- _Exercise tasks_:
A: In the open-meetings transcript, what law does Marisa say covers text messages?
B: Repeat a passage of the open-meetings transcript word for word, starting at "CLARICE: That was" and ending at "MARISA: What’s that?".

-- start of Source extract --

CLARICE: That was not the ending I was expecting on that one. I was like, okay, so we take the members and then roller skates, yes.

MARISA: They are roller skating into the next discussion with other members of the public entity so that a quorum is developed.

CLARICE: So those two extra members –

MARISA: What’s that?

CLARICE: So those two extra members don’t have to be there?

MARISA: Right.

CLARICE: So if there’s two people in the meeting and they each text an extra member, can it be that informal?


CLARICE: Can you just shoot your late buddy a text?

MARISA: Yeah. Yes. Text messages are covered by the Open Meetings Act. You’re not supposed to have any discussion outside of a regularly scheduled open meeting about topics that your entity is charged with regulating.

CLARICE: So how can it be rolling if the discussion is happening outside of the space?

-- end of Source extract --
-- start of Data provided --

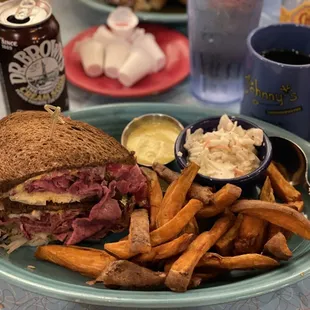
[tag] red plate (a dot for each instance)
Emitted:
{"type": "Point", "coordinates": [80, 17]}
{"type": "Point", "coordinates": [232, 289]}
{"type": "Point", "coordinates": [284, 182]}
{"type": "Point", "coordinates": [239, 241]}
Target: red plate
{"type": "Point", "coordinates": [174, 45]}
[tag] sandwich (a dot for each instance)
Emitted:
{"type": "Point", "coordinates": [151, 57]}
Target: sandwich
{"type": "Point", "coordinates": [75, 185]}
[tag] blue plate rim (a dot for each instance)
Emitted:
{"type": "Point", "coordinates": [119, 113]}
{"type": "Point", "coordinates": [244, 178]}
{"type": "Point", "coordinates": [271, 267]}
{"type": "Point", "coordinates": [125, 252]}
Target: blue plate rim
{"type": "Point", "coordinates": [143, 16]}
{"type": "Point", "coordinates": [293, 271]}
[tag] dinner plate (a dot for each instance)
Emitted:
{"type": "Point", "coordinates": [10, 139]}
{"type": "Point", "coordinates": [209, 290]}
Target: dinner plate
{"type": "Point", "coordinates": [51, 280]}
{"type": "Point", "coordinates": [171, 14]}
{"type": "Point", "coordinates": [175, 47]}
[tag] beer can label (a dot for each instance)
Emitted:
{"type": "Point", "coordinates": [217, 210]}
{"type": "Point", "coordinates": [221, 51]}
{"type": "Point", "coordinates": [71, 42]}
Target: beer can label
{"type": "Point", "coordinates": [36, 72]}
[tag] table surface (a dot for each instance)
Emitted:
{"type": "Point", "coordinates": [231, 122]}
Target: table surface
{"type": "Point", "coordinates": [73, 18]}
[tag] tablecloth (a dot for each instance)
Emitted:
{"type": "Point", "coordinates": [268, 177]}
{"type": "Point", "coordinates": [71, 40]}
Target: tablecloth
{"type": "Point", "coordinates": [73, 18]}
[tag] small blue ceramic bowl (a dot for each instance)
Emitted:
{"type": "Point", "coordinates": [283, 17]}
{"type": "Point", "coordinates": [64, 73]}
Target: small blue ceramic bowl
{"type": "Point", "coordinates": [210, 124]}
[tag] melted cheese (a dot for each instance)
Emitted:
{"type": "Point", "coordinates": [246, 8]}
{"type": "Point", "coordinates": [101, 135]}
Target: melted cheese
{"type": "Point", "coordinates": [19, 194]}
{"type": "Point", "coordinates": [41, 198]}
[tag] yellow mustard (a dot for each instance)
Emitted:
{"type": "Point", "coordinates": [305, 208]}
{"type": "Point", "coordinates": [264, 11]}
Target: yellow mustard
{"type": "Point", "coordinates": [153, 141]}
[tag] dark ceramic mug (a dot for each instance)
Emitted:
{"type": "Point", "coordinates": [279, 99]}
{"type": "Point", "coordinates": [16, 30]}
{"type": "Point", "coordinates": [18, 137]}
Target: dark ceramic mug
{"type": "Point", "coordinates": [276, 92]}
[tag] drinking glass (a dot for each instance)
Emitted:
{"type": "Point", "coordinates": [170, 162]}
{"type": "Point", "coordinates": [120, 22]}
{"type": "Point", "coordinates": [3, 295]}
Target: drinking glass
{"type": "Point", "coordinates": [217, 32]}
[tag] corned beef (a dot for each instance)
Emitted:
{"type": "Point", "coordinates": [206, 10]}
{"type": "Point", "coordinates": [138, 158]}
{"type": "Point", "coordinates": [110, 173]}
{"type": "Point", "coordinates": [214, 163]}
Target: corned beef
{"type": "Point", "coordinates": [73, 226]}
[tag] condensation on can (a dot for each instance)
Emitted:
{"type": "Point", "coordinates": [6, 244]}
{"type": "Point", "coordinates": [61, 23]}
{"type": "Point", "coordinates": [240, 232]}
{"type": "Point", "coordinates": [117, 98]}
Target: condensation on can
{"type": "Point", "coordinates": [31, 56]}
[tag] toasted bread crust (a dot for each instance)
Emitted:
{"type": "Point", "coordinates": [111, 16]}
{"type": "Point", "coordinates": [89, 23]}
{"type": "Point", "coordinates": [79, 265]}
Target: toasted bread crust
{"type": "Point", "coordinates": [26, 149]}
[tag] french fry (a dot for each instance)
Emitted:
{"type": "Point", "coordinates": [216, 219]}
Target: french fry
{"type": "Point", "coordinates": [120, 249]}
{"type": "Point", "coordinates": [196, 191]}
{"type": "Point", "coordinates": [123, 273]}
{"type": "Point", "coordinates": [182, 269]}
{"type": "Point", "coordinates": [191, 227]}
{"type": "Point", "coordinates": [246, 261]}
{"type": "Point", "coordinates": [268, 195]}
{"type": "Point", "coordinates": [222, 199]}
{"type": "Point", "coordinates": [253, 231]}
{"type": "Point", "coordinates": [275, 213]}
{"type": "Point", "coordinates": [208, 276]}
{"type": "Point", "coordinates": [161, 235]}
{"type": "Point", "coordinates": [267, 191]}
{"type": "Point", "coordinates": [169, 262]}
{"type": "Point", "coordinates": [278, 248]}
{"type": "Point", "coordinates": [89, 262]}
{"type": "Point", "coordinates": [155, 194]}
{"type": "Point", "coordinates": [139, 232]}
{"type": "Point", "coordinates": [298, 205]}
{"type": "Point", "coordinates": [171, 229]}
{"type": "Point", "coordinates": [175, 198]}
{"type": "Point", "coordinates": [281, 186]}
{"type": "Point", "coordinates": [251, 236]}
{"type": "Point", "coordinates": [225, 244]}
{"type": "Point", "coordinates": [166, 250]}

-- end of Data provided --

- _Solutions to each task_:
A: The Open Meetings Act.

B:
CLARICE: That was not the ending I was expecting on that one. I was like, okay, so we take the members and then roller skates, yes.

MARISA: They are roller skating into the next discussion with other members of the public entity so that a quorum is developed.

CLARICE: So those two extra members –

MARISA: What’s that?